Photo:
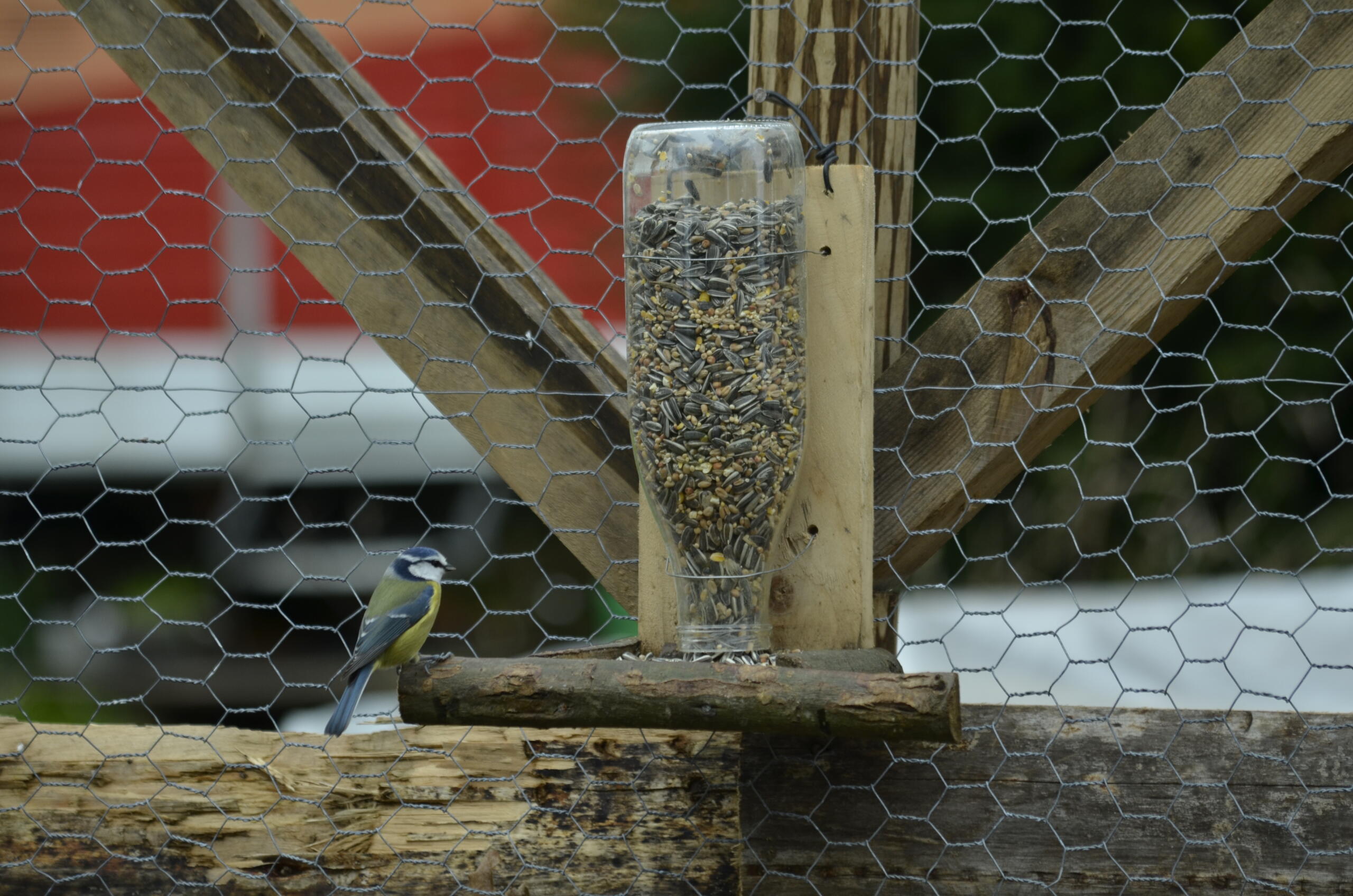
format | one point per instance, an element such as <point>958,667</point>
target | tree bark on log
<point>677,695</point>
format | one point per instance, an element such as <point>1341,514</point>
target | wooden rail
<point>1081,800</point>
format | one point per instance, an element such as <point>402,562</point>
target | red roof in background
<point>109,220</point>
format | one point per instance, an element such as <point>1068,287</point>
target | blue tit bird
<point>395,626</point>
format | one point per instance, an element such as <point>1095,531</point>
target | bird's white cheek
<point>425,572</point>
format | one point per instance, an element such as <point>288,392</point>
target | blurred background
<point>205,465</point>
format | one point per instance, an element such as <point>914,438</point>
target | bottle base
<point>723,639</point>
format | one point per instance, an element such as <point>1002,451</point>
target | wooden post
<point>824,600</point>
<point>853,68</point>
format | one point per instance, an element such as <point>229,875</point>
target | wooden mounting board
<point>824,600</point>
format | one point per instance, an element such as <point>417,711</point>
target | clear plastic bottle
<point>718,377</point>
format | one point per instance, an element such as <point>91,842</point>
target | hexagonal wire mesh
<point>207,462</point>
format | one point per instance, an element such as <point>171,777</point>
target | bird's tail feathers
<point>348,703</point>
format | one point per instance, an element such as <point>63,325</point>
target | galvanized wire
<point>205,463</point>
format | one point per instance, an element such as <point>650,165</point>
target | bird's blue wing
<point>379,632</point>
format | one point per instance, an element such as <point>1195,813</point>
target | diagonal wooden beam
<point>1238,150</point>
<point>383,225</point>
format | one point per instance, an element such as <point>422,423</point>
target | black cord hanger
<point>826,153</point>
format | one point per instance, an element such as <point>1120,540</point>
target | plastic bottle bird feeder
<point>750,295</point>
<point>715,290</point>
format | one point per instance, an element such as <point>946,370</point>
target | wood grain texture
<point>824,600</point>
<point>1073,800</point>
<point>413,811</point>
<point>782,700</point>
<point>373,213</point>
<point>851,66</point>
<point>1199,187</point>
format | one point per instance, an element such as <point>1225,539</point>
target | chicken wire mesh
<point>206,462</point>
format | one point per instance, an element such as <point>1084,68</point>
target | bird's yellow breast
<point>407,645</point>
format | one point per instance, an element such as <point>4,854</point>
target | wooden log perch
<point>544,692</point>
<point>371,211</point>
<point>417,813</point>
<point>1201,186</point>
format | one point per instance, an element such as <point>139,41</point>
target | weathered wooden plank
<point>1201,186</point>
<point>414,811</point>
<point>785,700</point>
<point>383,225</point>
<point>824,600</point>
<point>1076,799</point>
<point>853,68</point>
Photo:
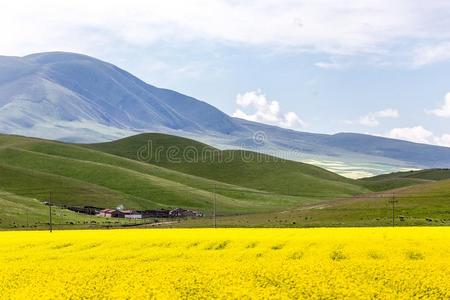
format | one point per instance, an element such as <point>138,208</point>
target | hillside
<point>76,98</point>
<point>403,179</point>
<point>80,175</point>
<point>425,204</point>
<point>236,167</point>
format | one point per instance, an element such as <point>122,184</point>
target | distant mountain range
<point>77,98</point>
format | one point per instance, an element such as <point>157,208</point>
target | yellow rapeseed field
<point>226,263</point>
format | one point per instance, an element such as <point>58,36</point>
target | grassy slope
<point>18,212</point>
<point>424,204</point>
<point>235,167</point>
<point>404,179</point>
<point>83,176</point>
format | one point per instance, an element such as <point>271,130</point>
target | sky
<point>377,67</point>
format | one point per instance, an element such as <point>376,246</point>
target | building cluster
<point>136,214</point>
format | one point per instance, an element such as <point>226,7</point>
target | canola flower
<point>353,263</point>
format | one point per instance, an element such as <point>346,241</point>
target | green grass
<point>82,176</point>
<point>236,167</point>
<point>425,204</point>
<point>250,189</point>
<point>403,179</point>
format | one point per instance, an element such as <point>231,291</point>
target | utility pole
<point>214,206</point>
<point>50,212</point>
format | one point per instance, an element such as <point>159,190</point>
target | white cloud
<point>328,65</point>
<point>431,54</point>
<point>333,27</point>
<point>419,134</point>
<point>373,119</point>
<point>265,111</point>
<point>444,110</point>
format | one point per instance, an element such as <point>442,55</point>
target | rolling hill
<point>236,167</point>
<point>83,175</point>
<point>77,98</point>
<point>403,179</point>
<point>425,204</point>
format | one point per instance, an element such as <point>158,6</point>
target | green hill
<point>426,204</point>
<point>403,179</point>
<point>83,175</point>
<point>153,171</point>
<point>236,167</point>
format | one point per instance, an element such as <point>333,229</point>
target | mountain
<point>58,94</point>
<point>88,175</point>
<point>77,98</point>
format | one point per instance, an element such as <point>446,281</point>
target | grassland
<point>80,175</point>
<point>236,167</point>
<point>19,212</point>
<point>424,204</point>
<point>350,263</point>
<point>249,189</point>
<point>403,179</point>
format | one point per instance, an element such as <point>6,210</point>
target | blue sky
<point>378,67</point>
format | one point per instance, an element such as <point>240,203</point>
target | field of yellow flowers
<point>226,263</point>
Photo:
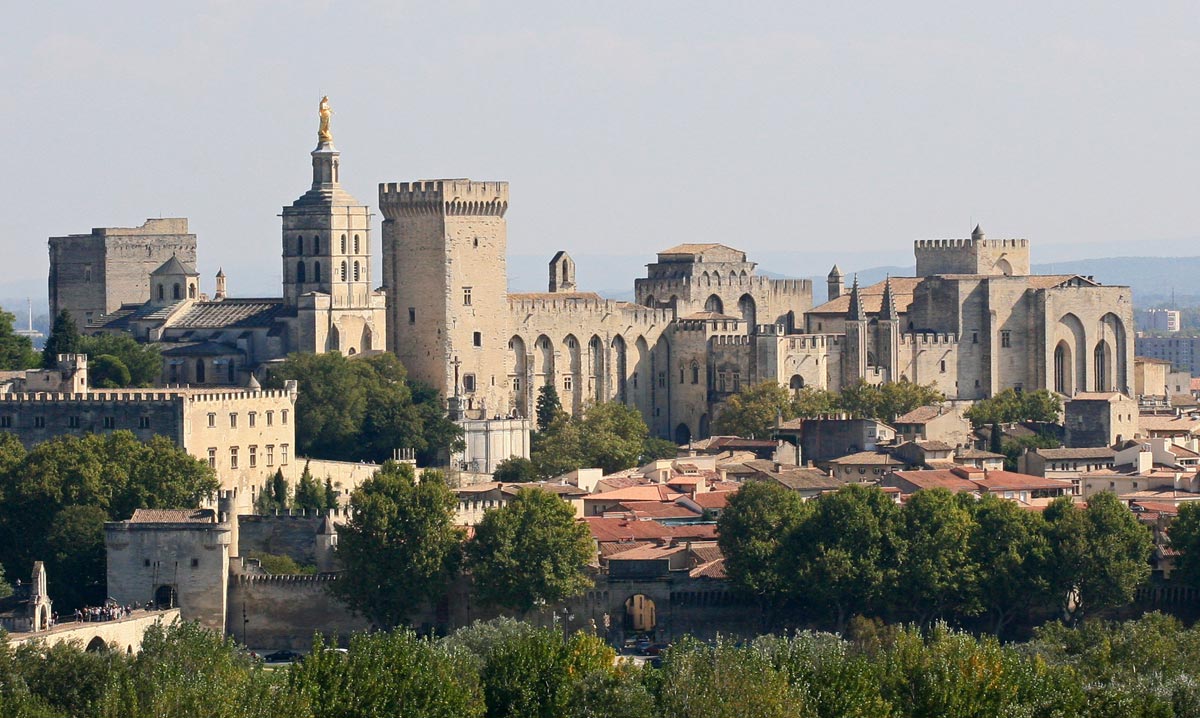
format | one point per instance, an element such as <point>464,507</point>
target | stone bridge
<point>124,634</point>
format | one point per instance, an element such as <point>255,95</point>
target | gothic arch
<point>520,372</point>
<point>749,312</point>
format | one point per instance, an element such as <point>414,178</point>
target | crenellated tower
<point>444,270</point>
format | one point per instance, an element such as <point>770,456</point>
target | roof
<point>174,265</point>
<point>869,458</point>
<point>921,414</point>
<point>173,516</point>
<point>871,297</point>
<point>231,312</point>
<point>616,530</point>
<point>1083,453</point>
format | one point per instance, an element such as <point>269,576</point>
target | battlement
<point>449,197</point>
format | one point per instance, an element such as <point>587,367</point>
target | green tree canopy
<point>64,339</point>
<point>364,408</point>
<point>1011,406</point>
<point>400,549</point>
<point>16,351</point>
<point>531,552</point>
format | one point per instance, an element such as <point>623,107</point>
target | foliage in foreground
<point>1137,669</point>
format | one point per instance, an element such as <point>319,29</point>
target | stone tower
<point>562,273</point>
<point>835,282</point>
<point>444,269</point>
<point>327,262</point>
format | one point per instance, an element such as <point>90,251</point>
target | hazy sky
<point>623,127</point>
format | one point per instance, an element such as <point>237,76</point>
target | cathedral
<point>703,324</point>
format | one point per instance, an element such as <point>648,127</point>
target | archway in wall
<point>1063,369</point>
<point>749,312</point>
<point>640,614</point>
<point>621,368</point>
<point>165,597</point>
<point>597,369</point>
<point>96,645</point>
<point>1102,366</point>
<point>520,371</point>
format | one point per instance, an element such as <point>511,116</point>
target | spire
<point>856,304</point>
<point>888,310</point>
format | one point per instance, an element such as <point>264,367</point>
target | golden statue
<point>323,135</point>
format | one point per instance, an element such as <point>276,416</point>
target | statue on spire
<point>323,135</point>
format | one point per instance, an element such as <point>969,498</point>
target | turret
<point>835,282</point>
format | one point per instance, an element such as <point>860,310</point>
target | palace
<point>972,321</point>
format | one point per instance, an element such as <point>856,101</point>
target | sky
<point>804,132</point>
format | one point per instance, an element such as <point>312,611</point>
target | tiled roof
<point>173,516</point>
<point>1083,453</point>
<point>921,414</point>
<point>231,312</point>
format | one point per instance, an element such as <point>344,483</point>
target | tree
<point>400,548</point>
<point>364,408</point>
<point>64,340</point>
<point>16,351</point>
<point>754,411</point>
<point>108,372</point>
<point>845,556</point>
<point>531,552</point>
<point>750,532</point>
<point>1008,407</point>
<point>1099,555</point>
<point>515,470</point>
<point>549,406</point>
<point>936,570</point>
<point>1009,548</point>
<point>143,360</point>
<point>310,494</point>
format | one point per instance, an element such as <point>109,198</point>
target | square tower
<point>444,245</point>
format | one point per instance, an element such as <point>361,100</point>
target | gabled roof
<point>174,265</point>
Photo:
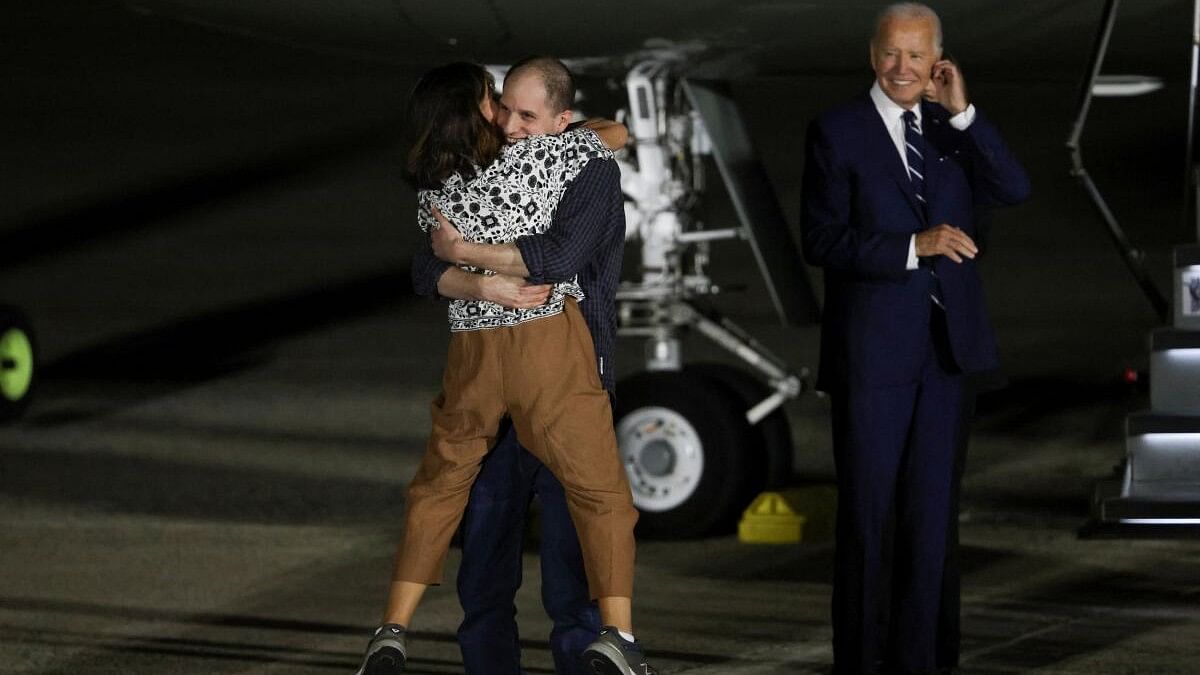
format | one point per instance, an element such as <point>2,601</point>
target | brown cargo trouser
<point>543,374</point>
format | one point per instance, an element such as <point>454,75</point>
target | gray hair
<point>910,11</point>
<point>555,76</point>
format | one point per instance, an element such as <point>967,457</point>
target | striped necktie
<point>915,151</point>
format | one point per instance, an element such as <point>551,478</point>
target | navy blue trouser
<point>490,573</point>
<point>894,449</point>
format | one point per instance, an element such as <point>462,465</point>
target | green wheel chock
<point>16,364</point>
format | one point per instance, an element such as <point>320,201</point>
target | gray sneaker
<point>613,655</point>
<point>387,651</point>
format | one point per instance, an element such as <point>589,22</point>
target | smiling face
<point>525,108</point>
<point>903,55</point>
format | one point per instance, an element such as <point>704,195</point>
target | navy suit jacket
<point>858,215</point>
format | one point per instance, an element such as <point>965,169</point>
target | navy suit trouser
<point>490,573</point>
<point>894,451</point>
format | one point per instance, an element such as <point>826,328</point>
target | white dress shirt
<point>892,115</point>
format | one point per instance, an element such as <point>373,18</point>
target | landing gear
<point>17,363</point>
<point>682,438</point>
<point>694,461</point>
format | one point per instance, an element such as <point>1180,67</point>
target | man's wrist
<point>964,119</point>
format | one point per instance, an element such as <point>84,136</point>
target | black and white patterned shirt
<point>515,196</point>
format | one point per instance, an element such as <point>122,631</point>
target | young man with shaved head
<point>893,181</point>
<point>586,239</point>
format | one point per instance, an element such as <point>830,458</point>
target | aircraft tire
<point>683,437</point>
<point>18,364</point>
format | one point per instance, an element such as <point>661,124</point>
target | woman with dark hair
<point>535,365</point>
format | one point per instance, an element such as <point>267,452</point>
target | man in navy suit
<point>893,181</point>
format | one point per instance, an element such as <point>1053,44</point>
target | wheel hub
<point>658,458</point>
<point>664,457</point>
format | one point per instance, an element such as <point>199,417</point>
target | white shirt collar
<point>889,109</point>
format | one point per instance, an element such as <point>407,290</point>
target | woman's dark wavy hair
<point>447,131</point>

----------

§ **BRIEF**: Reproduce the lines verbatim, from the line containing "such as <point>231,291</point>" through the line containing "<point>444,270</point>", both included, but leave the pictures out.

§ **WRITTEN ANSWER**:
format | one point per instance, an element such as <point>231,291</point>
target | utility pole
<point>214,206</point>
<point>50,212</point>
format | one point per instance, an element such as <point>159,190</point>
target | white cloud
<point>328,65</point>
<point>431,54</point>
<point>333,27</point>
<point>419,134</point>
<point>373,119</point>
<point>265,111</point>
<point>444,110</point>
format | one point per instance, an element such as <point>442,55</point>
target | rolling hill
<point>236,167</point>
<point>83,175</point>
<point>77,98</point>
<point>403,179</point>
<point>425,204</point>
format | one point per instance, an element such as <point>158,6</point>
target | green hill
<point>426,204</point>
<point>403,179</point>
<point>83,175</point>
<point>153,171</point>
<point>236,167</point>
format | one point per instance, an element such as <point>333,229</point>
target | mountain
<point>58,94</point>
<point>88,175</point>
<point>77,98</point>
format | one point per instance, an element such as <point>446,281</point>
target | grassland
<point>80,175</point>
<point>236,167</point>
<point>19,212</point>
<point>424,204</point>
<point>350,263</point>
<point>249,189</point>
<point>403,179</point>
format | one point per instance, an element such as <point>6,210</point>
target | blue sky
<point>378,67</point>
format | one point per instance, an element such as <point>240,203</point>
target | field of yellow flowers
<point>226,263</point>
Photo:
format | one point per instance, an element such as <point>464,507</point>
target | stone bridge
<point>124,634</point>
format | one point per instance, an element such as <point>255,95</point>
target | gothic arch
<point>520,372</point>
<point>749,312</point>
format | one point per instance, an element such as <point>414,178</point>
target | crenellated tower
<point>444,270</point>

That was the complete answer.